## Start Extracted entries

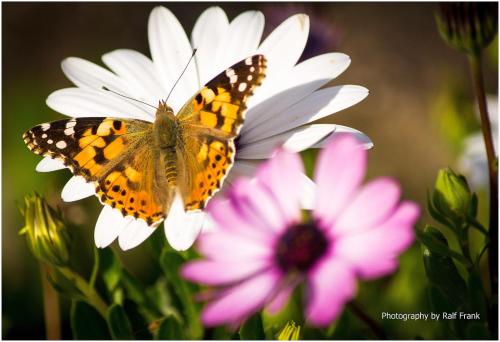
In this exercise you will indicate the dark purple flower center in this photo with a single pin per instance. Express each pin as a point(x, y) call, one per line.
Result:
point(300, 247)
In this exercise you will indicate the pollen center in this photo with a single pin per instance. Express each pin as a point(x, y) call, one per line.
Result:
point(300, 247)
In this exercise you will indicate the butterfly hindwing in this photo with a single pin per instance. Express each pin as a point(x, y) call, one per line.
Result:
point(87, 146)
point(112, 153)
point(209, 122)
point(137, 186)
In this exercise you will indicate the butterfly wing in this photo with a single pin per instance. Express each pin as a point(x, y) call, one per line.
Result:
point(115, 154)
point(209, 122)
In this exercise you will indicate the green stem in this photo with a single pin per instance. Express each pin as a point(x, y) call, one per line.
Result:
point(477, 78)
point(479, 227)
point(370, 322)
point(51, 310)
point(88, 291)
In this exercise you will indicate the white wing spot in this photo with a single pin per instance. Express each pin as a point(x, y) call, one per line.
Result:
point(71, 123)
point(61, 144)
point(242, 87)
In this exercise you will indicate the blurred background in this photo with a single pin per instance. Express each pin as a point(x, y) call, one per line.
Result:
point(418, 112)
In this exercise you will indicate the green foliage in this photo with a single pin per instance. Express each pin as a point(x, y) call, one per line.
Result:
point(170, 263)
point(170, 329)
point(87, 323)
point(119, 324)
point(451, 288)
point(253, 329)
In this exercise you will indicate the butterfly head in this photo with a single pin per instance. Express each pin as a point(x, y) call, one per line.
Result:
point(164, 109)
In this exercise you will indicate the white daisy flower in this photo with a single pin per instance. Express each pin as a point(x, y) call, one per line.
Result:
point(473, 161)
point(281, 112)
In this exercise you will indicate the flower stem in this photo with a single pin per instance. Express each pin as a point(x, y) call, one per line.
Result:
point(477, 79)
point(51, 310)
point(374, 326)
point(88, 291)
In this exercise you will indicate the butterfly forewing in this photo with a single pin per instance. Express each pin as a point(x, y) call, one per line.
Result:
point(210, 121)
point(125, 162)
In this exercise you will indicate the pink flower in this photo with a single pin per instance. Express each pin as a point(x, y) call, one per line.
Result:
point(264, 249)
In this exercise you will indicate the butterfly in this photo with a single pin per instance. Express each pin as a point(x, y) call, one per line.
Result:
point(138, 167)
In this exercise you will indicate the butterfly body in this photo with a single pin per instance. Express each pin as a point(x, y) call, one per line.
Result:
point(138, 166)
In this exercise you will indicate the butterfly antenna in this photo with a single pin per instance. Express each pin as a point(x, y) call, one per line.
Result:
point(127, 97)
point(182, 73)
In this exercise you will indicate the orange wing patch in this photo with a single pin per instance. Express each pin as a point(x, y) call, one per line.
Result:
point(216, 156)
point(210, 121)
point(122, 190)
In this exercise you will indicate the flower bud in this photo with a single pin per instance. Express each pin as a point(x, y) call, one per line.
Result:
point(451, 196)
point(289, 332)
point(468, 26)
point(45, 231)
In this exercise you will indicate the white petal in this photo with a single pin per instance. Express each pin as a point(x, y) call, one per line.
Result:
point(76, 189)
point(308, 198)
point(293, 86)
point(285, 44)
point(88, 75)
point(108, 226)
point(208, 33)
point(242, 39)
point(360, 136)
point(296, 140)
point(319, 104)
point(134, 233)
point(47, 164)
point(137, 70)
point(171, 51)
point(181, 228)
point(77, 102)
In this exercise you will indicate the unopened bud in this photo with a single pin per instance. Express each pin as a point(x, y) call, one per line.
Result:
point(451, 196)
point(289, 332)
point(45, 231)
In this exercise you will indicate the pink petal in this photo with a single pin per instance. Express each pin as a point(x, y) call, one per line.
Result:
point(220, 273)
point(372, 205)
point(241, 301)
point(227, 218)
point(279, 300)
point(232, 247)
point(257, 205)
point(372, 253)
point(282, 175)
point(331, 284)
point(339, 171)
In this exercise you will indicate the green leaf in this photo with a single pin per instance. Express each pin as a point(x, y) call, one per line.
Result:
point(442, 272)
point(119, 324)
point(252, 329)
point(110, 267)
point(87, 323)
point(431, 241)
point(170, 329)
point(438, 216)
point(136, 291)
point(473, 206)
point(170, 263)
point(63, 285)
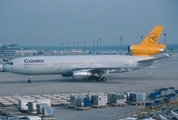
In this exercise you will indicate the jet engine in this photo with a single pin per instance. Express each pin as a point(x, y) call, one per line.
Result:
point(146, 50)
point(79, 74)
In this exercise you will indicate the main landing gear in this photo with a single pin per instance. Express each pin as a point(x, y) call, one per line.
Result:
point(29, 79)
point(97, 78)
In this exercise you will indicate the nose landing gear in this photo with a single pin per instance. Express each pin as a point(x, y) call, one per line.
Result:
point(29, 79)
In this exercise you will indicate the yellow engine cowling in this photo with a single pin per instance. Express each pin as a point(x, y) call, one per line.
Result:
point(144, 50)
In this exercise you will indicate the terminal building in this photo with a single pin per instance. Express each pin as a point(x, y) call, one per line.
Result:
point(20, 52)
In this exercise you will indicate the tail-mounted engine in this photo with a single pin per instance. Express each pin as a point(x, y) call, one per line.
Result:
point(143, 50)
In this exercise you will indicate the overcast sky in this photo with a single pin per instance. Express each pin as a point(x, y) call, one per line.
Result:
point(50, 22)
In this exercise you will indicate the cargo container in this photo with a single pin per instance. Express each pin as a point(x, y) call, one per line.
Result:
point(138, 98)
point(12, 117)
point(98, 101)
point(47, 111)
point(82, 103)
point(158, 102)
point(118, 99)
point(33, 118)
point(39, 107)
point(23, 104)
point(44, 100)
point(32, 107)
point(128, 96)
point(148, 104)
point(155, 95)
point(109, 96)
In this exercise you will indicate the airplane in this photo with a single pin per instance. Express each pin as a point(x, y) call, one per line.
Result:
point(92, 67)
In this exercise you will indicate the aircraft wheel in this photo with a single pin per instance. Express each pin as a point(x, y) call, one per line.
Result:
point(103, 79)
point(98, 79)
point(29, 81)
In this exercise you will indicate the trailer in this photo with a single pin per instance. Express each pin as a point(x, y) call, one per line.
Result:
point(99, 101)
point(138, 98)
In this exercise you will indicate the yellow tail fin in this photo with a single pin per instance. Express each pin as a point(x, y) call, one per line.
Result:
point(153, 37)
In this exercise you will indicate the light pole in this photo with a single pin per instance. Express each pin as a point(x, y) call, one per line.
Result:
point(84, 47)
point(164, 39)
point(62, 46)
point(121, 44)
point(74, 45)
point(100, 47)
point(141, 37)
point(93, 46)
point(97, 46)
point(78, 45)
point(59, 48)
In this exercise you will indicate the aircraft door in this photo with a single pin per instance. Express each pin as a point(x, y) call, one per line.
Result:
point(50, 64)
point(19, 64)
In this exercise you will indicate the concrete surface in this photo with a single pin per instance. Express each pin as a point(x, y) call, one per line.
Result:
point(143, 80)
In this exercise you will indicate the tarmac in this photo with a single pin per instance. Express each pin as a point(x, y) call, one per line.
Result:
point(142, 80)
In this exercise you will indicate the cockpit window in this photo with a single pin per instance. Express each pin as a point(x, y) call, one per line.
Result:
point(9, 63)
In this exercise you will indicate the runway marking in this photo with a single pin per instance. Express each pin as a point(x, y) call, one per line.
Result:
point(150, 73)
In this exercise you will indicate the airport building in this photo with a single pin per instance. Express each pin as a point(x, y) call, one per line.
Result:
point(20, 52)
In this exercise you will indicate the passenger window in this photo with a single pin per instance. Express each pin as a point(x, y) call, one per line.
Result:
point(10, 63)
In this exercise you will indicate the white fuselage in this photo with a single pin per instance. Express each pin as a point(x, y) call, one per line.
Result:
point(65, 65)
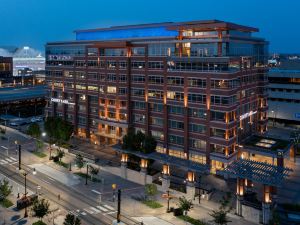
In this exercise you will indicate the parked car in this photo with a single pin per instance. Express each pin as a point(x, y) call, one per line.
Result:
point(26, 201)
point(35, 119)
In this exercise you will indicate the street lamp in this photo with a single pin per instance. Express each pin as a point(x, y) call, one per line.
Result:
point(273, 117)
point(114, 186)
point(24, 173)
point(18, 148)
point(87, 173)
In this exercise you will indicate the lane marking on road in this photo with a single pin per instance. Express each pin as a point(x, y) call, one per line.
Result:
point(9, 160)
point(89, 211)
point(74, 213)
point(102, 208)
point(50, 178)
point(109, 207)
point(96, 210)
point(110, 213)
point(97, 192)
point(45, 181)
point(3, 161)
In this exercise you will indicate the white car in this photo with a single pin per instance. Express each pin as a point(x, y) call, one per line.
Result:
point(35, 119)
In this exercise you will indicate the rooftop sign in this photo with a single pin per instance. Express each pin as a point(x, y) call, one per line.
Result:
point(63, 101)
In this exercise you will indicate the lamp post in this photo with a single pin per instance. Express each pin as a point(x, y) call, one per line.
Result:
point(18, 148)
point(87, 173)
point(25, 186)
point(119, 207)
point(199, 182)
point(273, 113)
point(168, 197)
point(114, 186)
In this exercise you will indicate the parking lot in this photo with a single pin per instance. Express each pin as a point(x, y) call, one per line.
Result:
point(19, 123)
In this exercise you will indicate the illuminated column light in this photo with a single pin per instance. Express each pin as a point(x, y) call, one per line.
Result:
point(191, 177)
point(267, 196)
point(144, 163)
point(124, 158)
point(166, 170)
point(240, 187)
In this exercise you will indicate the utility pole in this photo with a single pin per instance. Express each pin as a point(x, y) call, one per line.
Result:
point(19, 151)
point(26, 214)
point(119, 206)
point(168, 196)
point(87, 173)
point(199, 182)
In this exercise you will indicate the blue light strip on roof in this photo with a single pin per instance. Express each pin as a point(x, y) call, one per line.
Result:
point(125, 33)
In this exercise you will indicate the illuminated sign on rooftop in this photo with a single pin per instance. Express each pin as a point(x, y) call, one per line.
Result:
point(244, 116)
point(63, 101)
point(160, 31)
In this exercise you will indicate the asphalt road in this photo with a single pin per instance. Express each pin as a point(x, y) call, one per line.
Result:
point(71, 199)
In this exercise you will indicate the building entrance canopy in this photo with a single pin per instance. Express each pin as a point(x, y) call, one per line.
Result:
point(170, 160)
point(259, 172)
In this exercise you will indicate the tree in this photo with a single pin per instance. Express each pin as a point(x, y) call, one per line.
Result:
point(50, 126)
point(58, 130)
point(149, 144)
point(94, 171)
point(220, 216)
point(60, 154)
point(79, 161)
point(128, 139)
point(139, 142)
point(70, 219)
point(34, 130)
point(38, 145)
point(150, 190)
point(184, 204)
point(41, 208)
point(5, 188)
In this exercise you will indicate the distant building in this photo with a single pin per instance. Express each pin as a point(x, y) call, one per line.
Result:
point(23, 58)
point(6, 65)
point(27, 58)
point(284, 93)
point(197, 87)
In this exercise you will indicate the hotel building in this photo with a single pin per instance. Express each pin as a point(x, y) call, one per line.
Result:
point(6, 65)
point(283, 94)
point(198, 87)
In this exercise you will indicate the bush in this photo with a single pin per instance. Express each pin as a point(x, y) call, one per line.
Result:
point(178, 212)
point(63, 164)
point(291, 207)
point(39, 223)
point(192, 220)
point(40, 154)
point(6, 203)
point(152, 204)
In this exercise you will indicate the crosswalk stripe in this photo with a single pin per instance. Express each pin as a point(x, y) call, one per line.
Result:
point(110, 213)
point(8, 159)
point(109, 207)
point(3, 161)
point(102, 208)
point(96, 210)
point(89, 211)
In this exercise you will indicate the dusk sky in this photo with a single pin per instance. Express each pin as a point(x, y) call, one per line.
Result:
point(35, 22)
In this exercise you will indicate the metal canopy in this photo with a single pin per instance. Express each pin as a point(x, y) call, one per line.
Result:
point(260, 172)
point(170, 160)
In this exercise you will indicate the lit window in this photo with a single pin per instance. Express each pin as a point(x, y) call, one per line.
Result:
point(111, 89)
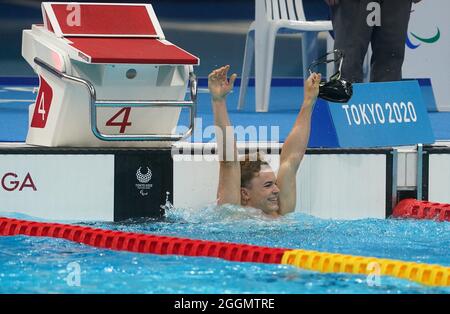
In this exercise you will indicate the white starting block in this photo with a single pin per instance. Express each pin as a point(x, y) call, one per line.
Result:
point(107, 77)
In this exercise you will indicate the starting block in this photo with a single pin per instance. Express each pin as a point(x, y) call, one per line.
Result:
point(108, 77)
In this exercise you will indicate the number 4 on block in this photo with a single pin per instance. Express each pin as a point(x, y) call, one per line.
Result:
point(122, 123)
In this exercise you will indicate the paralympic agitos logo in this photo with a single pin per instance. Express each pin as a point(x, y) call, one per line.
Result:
point(426, 40)
point(10, 182)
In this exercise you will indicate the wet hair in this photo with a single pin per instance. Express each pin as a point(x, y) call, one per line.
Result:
point(250, 167)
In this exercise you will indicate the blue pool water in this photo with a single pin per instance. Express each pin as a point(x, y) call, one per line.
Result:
point(45, 265)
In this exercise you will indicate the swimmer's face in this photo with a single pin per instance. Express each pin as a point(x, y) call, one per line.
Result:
point(262, 192)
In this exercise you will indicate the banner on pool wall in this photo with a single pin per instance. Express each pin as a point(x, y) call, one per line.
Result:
point(428, 48)
point(378, 115)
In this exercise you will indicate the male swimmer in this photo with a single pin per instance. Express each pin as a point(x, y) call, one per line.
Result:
point(253, 183)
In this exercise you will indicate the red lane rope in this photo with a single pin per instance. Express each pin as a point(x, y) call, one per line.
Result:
point(142, 243)
point(411, 208)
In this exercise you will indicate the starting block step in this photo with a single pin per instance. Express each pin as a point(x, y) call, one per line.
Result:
point(108, 77)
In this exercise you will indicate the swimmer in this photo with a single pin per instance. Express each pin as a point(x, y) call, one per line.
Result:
point(251, 183)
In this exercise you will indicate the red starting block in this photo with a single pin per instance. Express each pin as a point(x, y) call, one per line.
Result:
point(107, 77)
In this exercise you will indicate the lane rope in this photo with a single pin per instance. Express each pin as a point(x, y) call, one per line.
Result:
point(427, 274)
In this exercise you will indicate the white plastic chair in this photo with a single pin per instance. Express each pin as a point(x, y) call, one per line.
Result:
point(271, 16)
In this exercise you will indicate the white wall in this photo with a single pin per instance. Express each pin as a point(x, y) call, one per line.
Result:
point(439, 178)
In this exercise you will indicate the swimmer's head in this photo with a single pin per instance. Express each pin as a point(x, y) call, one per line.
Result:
point(258, 185)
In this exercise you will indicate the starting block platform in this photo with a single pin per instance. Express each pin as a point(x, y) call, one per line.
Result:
point(108, 77)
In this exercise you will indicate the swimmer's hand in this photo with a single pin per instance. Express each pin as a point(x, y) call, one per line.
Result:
point(218, 84)
point(312, 88)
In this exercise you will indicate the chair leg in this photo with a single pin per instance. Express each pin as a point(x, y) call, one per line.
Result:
point(309, 51)
point(246, 67)
point(264, 50)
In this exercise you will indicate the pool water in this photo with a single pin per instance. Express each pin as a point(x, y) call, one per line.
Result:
point(45, 265)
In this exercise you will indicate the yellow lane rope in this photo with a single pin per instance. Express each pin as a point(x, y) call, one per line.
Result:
point(426, 274)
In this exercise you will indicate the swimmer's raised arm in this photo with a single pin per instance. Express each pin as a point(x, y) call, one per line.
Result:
point(294, 147)
point(228, 191)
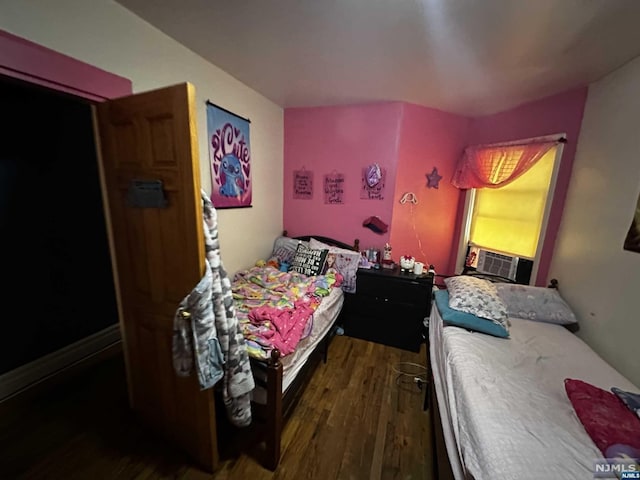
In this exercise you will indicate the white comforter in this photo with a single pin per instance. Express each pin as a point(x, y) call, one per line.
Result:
point(504, 402)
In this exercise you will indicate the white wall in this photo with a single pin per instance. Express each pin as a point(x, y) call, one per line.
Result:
point(599, 279)
point(106, 35)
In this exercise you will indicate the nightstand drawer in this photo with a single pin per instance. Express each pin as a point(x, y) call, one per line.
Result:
point(394, 289)
point(388, 307)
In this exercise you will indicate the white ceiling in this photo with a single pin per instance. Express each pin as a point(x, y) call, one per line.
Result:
point(471, 57)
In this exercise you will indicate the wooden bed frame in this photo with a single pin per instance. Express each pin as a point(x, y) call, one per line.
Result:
point(441, 465)
point(268, 419)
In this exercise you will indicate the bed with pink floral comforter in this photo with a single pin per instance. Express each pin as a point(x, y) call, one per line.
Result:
point(275, 309)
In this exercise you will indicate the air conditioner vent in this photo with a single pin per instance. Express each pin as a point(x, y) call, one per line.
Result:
point(497, 264)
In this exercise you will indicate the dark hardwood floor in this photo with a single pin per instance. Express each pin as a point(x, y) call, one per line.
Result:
point(358, 419)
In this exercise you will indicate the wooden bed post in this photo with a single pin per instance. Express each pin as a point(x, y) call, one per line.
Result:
point(274, 413)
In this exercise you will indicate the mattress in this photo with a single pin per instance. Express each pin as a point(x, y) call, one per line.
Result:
point(503, 407)
point(323, 319)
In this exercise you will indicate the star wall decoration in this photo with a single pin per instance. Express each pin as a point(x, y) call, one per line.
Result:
point(433, 178)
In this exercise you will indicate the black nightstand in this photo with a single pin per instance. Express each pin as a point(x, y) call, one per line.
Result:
point(389, 307)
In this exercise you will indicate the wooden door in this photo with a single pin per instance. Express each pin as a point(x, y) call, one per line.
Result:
point(158, 255)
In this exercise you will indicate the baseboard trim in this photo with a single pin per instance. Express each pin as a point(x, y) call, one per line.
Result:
point(26, 376)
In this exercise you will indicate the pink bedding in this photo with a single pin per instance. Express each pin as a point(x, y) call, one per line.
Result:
point(275, 308)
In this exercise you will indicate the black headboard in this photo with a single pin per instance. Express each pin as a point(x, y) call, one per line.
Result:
point(329, 241)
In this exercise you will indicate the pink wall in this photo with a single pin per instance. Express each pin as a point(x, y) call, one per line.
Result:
point(409, 140)
point(561, 113)
point(25, 60)
point(429, 138)
point(341, 139)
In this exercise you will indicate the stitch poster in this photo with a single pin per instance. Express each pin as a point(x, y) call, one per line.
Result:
point(230, 158)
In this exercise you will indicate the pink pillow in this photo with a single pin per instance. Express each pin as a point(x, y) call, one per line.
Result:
point(604, 416)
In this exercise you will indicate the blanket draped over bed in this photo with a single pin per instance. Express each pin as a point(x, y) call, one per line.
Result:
point(213, 327)
point(275, 308)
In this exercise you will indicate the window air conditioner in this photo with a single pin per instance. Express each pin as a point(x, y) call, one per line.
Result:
point(494, 263)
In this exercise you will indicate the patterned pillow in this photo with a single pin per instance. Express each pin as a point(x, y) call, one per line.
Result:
point(345, 262)
point(467, 320)
point(476, 296)
point(284, 249)
point(539, 304)
point(308, 261)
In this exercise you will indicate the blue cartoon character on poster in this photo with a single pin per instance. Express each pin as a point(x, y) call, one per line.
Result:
point(230, 158)
point(231, 176)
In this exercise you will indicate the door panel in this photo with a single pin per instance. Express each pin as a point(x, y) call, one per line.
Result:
point(159, 255)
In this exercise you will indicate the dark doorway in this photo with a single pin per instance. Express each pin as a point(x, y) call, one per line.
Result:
point(56, 265)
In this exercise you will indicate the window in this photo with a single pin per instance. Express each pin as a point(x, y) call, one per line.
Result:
point(512, 219)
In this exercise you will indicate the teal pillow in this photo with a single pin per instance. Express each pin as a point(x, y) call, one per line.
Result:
point(466, 320)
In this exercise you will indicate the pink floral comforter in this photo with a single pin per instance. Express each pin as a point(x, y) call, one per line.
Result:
point(275, 309)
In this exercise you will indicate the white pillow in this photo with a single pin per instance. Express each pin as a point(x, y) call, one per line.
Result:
point(476, 296)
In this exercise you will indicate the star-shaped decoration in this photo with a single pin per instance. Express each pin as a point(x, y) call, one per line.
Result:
point(433, 178)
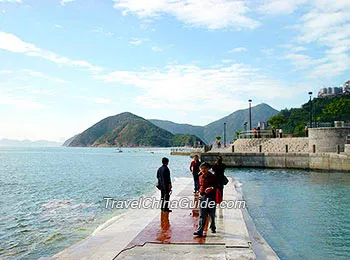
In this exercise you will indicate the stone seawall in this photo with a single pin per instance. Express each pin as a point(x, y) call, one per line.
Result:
point(328, 140)
point(319, 161)
point(272, 145)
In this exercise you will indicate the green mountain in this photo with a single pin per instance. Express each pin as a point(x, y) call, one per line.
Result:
point(129, 130)
point(68, 141)
point(324, 110)
point(234, 122)
point(180, 128)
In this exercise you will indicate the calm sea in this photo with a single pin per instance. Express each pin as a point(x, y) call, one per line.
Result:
point(51, 198)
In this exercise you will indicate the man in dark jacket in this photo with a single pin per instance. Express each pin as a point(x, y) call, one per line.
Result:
point(164, 184)
point(194, 168)
point(207, 205)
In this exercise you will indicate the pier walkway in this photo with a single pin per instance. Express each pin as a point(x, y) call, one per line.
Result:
point(152, 234)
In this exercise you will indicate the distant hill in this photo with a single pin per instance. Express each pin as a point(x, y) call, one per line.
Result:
point(129, 130)
point(324, 110)
point(180, 128)
point(234, 122)
point(28, 143)
point(68, 141)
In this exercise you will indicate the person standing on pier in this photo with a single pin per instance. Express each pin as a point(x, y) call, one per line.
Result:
point(194, 168)
point(219, 172)
point(164, 184)
point(207, 205)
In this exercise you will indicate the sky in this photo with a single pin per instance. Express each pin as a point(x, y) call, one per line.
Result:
point(67, 64)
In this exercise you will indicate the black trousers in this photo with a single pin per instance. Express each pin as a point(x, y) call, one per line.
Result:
point(165, 196)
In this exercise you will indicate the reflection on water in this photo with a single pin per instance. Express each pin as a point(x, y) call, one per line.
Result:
point(303, 215)
point(53, 197)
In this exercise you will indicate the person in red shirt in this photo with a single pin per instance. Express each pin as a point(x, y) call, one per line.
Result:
point(194, 168)
point(207, 205)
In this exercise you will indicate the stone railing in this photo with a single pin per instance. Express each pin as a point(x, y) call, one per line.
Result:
point(272, 145)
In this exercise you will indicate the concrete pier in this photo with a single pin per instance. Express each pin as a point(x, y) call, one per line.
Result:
point(152, 234)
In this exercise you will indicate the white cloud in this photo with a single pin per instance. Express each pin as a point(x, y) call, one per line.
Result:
point(227, 61)
point(268, 51)
point(238, 49)
point(281, 7)
point(101, 30)
point(211, 14)
point(209, 86)
point(12, 43)
point(64, 2)
point(96, 100)
point(21, 102)
point(137, 41)
point(157, 49)
point(58, 26)
point(42, 75)
point(11, 1)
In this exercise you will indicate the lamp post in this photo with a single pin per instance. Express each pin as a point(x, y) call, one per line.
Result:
point(224, 134)
point(250, 114)
point(310, 94)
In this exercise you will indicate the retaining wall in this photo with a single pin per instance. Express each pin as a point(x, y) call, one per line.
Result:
point(321, 161)
point(328, 139)
point(272, 145)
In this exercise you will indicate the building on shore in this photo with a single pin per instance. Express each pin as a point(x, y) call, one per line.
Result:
point(335, 91)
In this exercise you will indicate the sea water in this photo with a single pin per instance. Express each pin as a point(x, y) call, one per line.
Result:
point(301, 214)
point(51, 198)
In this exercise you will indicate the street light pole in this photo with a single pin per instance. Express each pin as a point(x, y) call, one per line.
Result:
point(250, 114)
point(224, 134)
point(310, 94)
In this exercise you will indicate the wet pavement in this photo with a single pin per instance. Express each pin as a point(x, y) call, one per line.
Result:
point(152, 234)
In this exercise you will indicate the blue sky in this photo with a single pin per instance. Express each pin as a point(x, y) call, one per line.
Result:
point(64, 65)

## End Extracted entries

- **What you should do**
The answer consists only of the lines from the one containing "In this exercise you will indicate the retaining" to the end of the records, each written out exactly.

- **Answer to the task**
In this exercise you will indicate the retaining wall in this photo with a single pin per instance. Express each pin as a point(x, y) call, one per line.
Result:
point(321, 161)
point(328, 139)
point(272, 145)
In this exercise you will indicate the building on shore in this photo with a single pin per instance. Express each pin as a point(x, y) call, one per line.
Result:
point(335, 91)
In this exercise you will indicate the sea water in this photo with a single pin per instance. Express each pin as a point(x, y) call, one per line.
Result:
point(301, 214)
point(51, 198)
In this exercise you will indicate the street light pole in this photo with a single pin per instance. Express each pin as a point(x, y) call, one per line.
Result:
point(250, 114)
point(224, 134)
point(310, 94)
In this exercise you will indicate the wet pavement in this photo with a single pin per instance. Express each pin as a point(x, y) call, one per line.
Result:
point(152, 234)
In this exercise you will indicate the blue sky in this photo with a single pin per instance. Express each pin as a point(x, y) call, one per line.
Result:
point(64, 65)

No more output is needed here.